* [Region pointing data]:
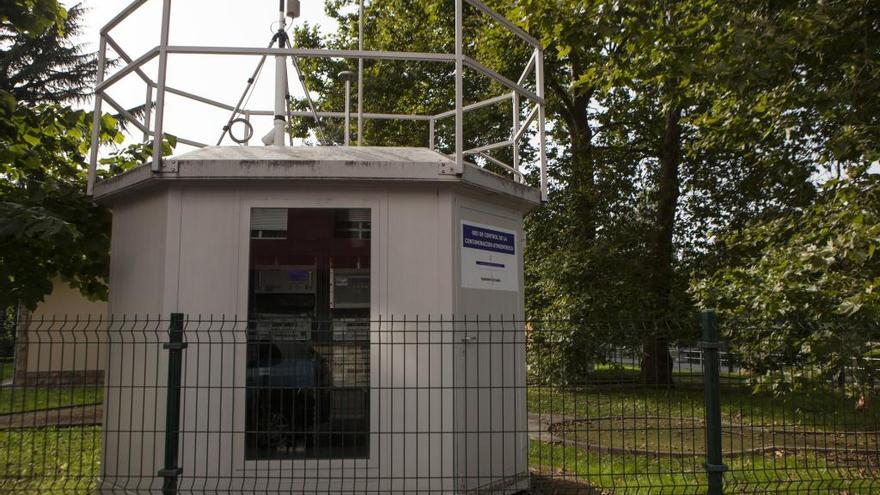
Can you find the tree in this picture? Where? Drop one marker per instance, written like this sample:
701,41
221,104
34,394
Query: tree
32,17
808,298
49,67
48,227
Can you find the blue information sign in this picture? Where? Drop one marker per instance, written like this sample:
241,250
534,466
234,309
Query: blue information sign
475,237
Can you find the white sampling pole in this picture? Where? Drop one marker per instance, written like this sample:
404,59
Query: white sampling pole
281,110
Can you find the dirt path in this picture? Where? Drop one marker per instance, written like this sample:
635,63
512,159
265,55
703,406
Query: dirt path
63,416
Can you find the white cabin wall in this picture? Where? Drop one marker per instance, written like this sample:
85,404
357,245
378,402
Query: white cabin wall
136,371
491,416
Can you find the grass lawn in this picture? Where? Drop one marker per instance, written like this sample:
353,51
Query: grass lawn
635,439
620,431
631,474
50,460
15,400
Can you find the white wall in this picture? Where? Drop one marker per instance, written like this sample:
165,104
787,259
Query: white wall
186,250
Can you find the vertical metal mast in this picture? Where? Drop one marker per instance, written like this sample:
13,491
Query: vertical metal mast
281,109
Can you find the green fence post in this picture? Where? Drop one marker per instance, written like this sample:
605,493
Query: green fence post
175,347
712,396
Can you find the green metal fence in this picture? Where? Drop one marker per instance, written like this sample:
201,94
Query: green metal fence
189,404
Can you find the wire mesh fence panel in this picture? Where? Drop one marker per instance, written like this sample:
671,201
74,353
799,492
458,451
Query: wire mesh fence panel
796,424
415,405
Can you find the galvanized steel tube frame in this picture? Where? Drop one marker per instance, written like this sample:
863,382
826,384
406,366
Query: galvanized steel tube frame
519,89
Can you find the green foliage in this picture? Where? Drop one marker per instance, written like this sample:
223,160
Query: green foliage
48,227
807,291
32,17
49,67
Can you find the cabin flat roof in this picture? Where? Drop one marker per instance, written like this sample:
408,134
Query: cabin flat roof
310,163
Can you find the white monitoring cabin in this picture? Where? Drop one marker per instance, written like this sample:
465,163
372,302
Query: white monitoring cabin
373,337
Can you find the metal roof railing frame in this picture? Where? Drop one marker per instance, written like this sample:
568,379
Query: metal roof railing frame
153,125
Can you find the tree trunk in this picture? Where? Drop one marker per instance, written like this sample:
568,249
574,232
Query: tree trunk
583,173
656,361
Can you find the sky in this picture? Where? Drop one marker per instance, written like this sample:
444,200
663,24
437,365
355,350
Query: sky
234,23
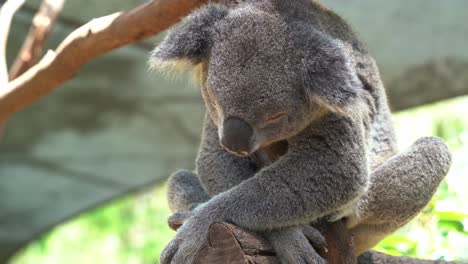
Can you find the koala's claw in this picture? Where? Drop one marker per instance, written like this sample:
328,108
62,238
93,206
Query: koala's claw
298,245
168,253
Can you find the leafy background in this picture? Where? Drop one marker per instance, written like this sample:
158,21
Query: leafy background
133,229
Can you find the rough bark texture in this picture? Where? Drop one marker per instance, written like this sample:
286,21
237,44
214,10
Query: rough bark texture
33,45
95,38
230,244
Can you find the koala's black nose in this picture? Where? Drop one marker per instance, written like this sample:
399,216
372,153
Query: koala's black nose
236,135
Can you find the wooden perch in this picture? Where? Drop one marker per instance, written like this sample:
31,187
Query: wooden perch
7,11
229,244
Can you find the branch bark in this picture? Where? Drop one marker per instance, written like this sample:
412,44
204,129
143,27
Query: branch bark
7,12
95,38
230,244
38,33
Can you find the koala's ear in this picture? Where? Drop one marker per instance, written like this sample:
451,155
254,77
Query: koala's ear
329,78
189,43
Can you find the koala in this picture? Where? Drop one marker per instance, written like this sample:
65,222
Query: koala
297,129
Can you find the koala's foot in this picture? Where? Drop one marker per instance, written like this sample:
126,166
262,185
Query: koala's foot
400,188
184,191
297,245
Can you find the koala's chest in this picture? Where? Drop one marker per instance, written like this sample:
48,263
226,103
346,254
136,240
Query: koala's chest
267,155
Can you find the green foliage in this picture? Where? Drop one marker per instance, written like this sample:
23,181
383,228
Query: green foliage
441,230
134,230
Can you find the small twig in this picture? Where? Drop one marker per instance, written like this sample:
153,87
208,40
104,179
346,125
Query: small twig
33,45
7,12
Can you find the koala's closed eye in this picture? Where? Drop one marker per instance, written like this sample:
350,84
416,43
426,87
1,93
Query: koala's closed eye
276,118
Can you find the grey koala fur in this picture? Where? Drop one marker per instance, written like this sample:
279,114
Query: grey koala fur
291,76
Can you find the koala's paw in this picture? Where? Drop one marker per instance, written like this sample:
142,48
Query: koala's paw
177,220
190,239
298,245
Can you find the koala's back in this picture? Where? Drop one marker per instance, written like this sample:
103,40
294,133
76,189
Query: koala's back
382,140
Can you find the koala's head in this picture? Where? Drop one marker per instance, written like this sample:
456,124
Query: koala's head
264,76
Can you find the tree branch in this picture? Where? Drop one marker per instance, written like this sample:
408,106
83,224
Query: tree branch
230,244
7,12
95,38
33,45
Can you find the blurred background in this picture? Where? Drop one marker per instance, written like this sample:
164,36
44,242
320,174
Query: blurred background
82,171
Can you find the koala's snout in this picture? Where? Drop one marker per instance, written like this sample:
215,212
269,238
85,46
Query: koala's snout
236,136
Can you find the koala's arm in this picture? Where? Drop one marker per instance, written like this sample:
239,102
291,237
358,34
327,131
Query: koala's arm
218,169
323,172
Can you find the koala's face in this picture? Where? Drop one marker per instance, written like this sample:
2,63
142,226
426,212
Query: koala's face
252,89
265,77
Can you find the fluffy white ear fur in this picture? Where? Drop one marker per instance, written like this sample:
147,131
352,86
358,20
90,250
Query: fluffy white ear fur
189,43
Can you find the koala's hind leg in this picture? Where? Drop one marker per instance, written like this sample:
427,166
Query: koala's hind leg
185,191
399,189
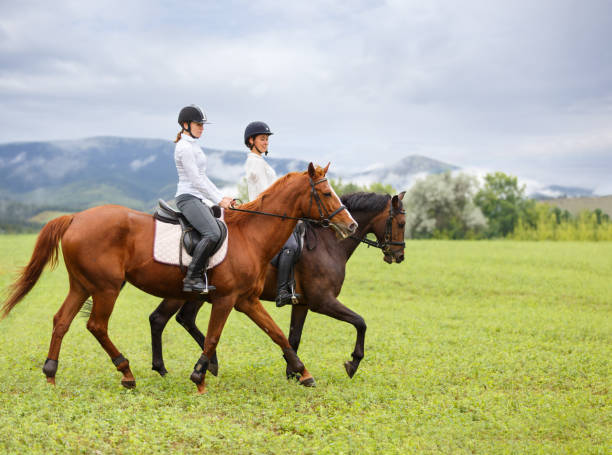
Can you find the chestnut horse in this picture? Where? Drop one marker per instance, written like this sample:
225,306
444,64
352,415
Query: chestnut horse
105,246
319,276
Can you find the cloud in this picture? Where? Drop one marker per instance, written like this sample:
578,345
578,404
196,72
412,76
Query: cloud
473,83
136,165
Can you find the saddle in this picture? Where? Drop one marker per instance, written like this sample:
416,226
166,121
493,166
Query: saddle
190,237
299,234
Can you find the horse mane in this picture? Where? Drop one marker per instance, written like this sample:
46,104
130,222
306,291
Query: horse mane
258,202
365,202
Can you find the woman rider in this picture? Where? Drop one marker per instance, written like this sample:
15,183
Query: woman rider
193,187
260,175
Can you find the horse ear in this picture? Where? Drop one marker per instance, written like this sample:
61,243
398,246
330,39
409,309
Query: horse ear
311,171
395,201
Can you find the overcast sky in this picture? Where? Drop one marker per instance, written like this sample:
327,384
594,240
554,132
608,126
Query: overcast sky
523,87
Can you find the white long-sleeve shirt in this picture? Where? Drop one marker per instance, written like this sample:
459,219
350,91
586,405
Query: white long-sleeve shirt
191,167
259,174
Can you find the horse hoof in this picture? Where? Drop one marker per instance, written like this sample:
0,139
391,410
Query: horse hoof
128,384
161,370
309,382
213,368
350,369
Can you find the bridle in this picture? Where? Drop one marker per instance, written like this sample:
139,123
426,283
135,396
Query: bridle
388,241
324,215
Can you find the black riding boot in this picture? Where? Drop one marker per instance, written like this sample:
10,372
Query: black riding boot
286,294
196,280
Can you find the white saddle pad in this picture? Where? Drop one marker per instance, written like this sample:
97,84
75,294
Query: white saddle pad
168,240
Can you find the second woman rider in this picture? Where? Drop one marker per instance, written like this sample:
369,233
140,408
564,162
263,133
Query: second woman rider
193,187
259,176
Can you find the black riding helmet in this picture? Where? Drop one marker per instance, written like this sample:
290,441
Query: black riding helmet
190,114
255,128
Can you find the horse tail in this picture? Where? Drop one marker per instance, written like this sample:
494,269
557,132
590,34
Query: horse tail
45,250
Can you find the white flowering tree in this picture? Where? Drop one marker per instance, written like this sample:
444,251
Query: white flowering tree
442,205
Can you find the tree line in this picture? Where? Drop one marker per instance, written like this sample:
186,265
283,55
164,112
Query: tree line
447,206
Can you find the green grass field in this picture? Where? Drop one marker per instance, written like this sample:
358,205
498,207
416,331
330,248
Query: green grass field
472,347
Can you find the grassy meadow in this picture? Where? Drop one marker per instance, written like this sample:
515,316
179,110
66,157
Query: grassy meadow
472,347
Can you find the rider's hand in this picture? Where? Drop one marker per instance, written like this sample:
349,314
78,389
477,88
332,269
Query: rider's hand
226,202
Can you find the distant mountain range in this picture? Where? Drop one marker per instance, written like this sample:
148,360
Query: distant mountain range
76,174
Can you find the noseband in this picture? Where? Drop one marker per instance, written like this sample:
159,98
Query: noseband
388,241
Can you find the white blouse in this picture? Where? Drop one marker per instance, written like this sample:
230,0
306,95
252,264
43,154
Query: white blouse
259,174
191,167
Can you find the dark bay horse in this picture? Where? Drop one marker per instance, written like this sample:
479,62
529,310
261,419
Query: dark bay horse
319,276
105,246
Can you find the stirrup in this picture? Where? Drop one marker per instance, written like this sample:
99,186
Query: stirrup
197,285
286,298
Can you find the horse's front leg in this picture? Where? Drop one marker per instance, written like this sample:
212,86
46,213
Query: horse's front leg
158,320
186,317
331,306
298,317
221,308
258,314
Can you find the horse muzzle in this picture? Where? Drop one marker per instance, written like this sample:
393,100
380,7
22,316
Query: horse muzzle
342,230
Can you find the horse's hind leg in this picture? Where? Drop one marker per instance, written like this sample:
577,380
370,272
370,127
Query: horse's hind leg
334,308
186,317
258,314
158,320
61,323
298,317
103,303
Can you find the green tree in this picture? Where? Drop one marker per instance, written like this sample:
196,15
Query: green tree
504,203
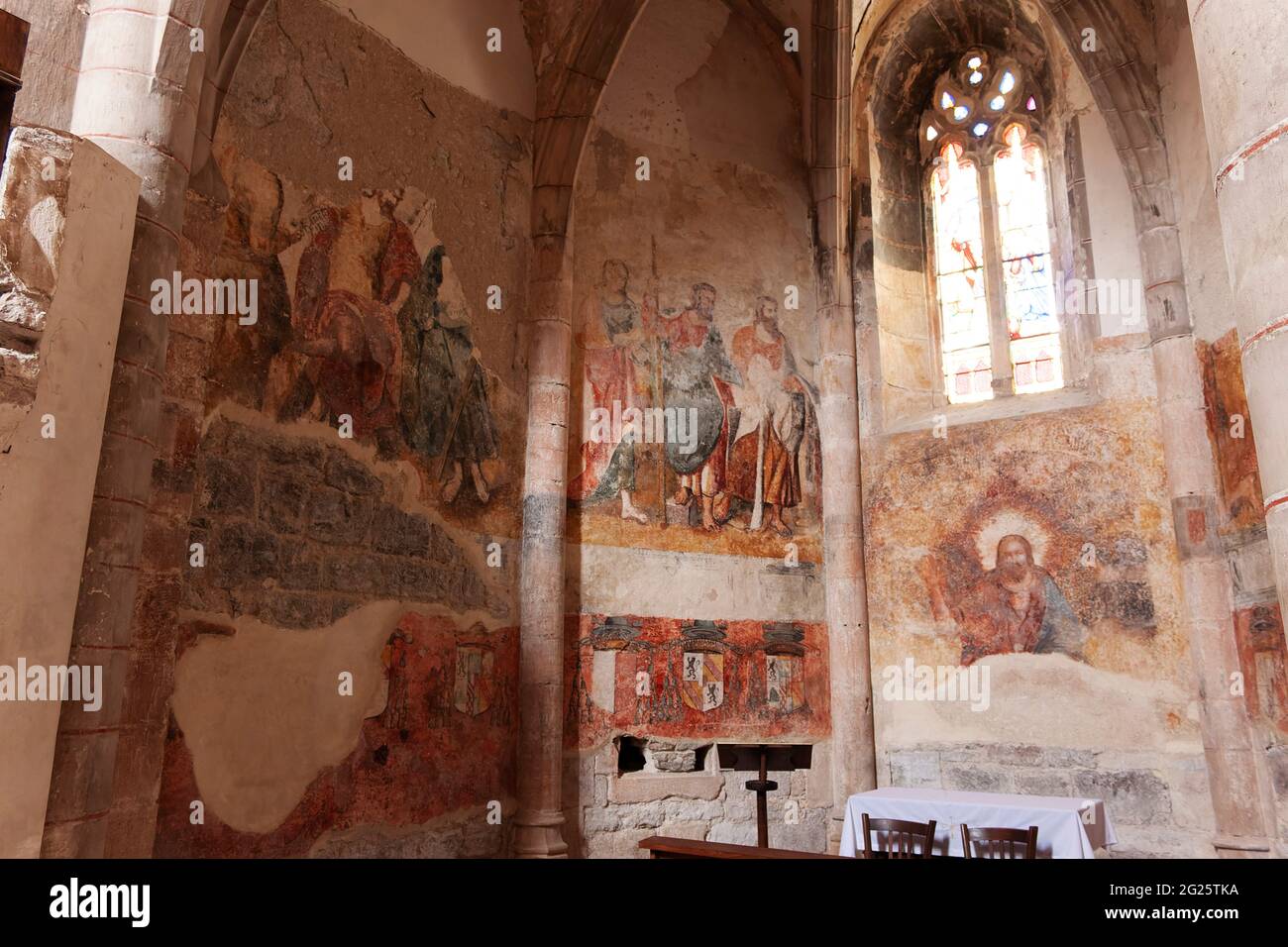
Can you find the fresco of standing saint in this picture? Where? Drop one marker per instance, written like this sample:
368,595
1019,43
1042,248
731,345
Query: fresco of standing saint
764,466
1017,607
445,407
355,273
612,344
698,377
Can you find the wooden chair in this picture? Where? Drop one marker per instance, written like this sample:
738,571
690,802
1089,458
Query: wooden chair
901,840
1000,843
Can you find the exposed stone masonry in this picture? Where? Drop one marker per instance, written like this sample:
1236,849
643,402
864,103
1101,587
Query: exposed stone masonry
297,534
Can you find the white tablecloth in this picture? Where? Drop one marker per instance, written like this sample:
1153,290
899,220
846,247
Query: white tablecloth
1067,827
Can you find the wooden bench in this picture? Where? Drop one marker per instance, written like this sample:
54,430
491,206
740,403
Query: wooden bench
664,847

* [ASSIGNMENT]: Only the lines from the one with "Query: white tablecloth" through the final line above belong in the answer, each reproduced word for word.

* [TASK OUTPUT]:
Query: white tablecloth
1067,827
Can you find the wooden bench in this picture? Where? Drop one marker per instance, written like this sample:
54,430
491,206
740,403
Query: wooden bench
664,847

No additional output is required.